[WRITTEN EXERCISE]:
Repeat the records below word for word, but start at the line that contains "beak in the photo above.", stop after the last line, and include nothing else.

[Entries taken from a collection]:
** Begin **

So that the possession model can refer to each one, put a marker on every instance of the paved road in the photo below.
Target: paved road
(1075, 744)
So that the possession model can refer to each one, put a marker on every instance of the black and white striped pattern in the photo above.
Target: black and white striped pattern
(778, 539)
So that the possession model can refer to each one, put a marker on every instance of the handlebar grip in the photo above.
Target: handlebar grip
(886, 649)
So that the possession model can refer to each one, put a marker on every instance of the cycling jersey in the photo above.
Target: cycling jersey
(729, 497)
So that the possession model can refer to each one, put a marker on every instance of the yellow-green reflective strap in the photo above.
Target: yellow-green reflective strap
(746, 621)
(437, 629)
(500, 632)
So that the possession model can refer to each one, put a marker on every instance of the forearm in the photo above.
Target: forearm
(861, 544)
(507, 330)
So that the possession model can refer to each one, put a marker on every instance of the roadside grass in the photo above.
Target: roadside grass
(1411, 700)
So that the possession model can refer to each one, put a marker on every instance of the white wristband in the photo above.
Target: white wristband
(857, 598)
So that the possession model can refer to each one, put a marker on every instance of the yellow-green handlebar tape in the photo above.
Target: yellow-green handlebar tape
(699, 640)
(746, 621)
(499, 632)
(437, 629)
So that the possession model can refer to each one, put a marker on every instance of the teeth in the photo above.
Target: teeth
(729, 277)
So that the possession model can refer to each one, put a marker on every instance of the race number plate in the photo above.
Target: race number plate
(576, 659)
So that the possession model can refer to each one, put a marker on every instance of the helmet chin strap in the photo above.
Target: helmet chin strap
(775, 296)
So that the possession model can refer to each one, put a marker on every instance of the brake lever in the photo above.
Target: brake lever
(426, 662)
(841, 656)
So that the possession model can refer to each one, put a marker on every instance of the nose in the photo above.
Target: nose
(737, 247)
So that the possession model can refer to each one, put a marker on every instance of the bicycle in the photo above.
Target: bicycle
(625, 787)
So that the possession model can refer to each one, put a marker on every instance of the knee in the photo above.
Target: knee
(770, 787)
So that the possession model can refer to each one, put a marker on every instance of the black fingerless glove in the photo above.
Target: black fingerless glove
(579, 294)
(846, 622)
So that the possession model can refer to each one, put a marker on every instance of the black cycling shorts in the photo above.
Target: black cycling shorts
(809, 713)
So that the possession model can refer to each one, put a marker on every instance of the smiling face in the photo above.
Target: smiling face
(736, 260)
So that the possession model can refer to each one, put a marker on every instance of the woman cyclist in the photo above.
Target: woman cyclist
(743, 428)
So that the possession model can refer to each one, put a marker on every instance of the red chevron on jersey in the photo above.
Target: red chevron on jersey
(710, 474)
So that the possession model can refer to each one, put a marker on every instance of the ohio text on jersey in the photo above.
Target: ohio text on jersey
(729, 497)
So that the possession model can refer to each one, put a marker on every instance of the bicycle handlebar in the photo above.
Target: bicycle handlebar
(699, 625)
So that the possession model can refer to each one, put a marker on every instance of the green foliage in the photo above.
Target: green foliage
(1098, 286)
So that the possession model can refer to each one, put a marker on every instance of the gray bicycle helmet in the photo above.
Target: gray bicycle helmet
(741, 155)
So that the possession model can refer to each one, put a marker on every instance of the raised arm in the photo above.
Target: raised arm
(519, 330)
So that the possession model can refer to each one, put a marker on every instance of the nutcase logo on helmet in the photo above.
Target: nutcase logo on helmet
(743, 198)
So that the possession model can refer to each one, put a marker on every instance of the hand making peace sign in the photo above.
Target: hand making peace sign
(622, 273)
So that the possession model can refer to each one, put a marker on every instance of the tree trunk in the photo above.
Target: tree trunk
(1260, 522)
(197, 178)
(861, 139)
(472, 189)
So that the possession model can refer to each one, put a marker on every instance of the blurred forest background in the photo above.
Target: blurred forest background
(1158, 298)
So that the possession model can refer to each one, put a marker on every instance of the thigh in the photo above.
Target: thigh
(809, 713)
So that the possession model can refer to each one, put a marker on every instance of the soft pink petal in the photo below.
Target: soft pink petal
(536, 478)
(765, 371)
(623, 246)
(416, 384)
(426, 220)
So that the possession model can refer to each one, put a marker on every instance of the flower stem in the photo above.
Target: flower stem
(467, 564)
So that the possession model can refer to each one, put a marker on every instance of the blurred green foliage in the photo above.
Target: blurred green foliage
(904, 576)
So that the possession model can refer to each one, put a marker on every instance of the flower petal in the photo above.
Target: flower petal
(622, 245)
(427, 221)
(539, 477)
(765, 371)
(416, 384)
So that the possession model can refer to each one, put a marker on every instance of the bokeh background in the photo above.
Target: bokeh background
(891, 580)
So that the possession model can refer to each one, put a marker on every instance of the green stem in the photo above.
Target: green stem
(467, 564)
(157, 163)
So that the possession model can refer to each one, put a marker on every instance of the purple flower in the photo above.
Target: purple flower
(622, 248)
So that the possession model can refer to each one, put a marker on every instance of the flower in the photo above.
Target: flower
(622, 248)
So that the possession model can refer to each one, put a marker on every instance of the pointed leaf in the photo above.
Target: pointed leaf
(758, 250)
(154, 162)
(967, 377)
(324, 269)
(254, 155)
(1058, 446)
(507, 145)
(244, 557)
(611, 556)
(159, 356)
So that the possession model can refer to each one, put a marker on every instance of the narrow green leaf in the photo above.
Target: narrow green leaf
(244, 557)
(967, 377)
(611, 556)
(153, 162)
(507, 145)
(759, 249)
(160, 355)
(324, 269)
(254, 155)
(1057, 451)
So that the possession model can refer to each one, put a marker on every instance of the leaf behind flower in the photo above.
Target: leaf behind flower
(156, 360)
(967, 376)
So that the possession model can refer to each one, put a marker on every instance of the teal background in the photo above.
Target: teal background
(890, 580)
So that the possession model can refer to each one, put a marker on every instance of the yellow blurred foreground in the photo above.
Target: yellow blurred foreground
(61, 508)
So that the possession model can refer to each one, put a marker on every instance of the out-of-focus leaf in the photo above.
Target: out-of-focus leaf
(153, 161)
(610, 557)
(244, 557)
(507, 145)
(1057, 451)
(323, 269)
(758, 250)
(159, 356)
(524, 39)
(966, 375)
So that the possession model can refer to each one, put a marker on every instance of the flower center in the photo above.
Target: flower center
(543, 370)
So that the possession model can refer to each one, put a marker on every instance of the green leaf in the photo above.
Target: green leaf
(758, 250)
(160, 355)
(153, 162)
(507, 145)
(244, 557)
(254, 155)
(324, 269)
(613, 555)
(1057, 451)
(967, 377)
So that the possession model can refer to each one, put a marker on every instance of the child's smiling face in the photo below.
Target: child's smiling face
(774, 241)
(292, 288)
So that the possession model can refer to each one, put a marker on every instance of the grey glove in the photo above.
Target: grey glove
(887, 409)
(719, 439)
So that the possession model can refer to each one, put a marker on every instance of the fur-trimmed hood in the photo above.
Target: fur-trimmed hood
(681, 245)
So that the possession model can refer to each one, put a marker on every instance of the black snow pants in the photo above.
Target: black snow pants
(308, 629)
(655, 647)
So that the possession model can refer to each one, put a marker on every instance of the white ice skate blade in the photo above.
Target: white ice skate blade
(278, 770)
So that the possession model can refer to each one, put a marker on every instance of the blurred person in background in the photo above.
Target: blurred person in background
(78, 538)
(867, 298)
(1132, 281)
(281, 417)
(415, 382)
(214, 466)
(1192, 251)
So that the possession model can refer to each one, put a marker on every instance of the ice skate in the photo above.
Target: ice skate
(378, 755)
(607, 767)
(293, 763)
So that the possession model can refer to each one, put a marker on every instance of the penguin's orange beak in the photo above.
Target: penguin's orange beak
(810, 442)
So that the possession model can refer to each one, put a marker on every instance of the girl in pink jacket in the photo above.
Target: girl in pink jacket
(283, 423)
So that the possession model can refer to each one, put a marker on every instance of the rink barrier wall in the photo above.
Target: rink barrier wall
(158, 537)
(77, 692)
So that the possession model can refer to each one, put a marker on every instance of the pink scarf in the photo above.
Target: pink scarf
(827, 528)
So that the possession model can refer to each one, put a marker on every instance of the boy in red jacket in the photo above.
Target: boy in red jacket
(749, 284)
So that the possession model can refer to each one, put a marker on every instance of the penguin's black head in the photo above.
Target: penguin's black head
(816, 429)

** End **

[TASK RESPONSE]:
So that the possession model can refer to each one, put a marker on every instance of the penguin's orange beak in the photo above.
Target: penguin's orange beak
(810, 442)
So that the possession model can refer to each one, put a marker on every instance of the girl in pink jacket in the photo above.
Target: girl in pink jacket
(283, 423)
So that the possession model can refer to each one, put a marker on every instance of the rink barrier wall in the photo above.
Target: rink barrier wall
(158, 537)
(77, 692)
So that the possession model can refer to each one, put a marker on every instance of the pink scarf in the photo above.
Target: pink scarf
(827, 528)
So that the possession model can refer to each one, put a marker on every instance of the boy in red jacket in the photo above.
Target: boy in red jacket
(749, 284)
So that the possession model can refer to each one, put a marker on every instance of the penguin's black head in the photo above.
Target: penguin's black head
(816, 429)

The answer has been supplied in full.